* **INSTRUCTIONS FOR THE TASK**:
Pull out each line in the rows below that contains the string "sedan".

* **RECORDS FOR PROCESSING**:
------------------------------
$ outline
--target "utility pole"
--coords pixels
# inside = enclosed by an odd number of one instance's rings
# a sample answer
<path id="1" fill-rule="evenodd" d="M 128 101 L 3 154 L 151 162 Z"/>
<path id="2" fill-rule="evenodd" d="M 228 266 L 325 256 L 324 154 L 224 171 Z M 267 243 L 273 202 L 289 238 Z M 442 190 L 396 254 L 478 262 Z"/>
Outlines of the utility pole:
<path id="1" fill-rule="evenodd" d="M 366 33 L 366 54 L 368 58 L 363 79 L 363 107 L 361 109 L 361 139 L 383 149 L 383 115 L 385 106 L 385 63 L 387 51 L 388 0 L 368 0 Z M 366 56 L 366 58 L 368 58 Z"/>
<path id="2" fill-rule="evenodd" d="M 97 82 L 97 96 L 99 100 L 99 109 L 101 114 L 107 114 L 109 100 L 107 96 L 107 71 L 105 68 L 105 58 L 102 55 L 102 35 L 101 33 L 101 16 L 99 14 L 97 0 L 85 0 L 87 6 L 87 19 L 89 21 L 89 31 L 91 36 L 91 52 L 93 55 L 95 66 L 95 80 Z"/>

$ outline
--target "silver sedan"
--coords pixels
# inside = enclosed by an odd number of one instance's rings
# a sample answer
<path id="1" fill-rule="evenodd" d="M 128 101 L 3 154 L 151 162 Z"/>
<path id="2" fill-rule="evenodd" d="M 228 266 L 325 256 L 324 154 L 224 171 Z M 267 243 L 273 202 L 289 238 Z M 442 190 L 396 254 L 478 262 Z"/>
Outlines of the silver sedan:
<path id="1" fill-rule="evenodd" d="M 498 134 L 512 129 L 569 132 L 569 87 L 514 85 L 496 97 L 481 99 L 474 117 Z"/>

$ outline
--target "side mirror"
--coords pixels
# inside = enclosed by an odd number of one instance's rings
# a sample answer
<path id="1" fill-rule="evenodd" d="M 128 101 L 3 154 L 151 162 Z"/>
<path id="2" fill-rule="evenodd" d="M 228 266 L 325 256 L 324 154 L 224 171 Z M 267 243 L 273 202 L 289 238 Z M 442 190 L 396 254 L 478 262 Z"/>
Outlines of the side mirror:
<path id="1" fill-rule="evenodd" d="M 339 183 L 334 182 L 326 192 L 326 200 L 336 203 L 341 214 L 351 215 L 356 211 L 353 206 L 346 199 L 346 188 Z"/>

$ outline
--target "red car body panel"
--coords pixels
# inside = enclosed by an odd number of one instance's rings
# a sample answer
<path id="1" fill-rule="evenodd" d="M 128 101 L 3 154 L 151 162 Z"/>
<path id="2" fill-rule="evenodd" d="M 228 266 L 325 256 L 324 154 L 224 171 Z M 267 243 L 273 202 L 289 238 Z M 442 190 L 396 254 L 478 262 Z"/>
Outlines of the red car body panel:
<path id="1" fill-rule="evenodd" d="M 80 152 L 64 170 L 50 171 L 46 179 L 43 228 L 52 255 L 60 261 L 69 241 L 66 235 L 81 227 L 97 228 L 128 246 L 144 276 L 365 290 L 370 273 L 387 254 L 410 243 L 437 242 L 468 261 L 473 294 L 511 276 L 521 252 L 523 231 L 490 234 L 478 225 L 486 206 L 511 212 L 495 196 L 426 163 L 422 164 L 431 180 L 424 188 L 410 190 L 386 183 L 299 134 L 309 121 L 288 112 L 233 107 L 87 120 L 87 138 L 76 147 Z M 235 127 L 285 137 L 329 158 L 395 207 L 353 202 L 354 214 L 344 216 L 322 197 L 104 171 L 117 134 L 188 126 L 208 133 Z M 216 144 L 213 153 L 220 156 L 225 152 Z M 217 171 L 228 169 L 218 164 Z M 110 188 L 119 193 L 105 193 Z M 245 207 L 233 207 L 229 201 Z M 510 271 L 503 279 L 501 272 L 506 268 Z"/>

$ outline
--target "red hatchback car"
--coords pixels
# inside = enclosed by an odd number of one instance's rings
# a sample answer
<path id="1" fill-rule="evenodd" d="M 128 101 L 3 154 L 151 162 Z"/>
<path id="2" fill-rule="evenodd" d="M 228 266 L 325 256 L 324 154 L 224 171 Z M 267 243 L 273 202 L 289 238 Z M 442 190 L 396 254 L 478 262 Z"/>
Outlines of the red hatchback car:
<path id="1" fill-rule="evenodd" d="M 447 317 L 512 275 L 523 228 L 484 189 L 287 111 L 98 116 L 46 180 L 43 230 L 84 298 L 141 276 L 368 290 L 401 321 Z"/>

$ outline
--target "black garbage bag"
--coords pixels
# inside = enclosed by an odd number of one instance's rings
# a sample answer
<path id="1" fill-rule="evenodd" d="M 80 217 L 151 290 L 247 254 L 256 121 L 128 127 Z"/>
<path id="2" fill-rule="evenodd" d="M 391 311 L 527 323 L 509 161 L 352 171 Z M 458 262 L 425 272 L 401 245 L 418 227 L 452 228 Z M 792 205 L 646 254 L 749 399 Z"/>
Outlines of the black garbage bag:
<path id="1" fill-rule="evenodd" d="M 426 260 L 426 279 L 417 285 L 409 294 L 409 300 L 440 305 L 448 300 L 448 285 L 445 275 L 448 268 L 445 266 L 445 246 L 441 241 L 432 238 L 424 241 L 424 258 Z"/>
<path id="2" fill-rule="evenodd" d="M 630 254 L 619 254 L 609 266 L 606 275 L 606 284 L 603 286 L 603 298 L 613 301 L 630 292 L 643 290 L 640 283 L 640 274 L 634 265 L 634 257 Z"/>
------------------------------
* **EXERCISE SOLUTION**:
--target "silver sedan"
Outlines of the silver sedan:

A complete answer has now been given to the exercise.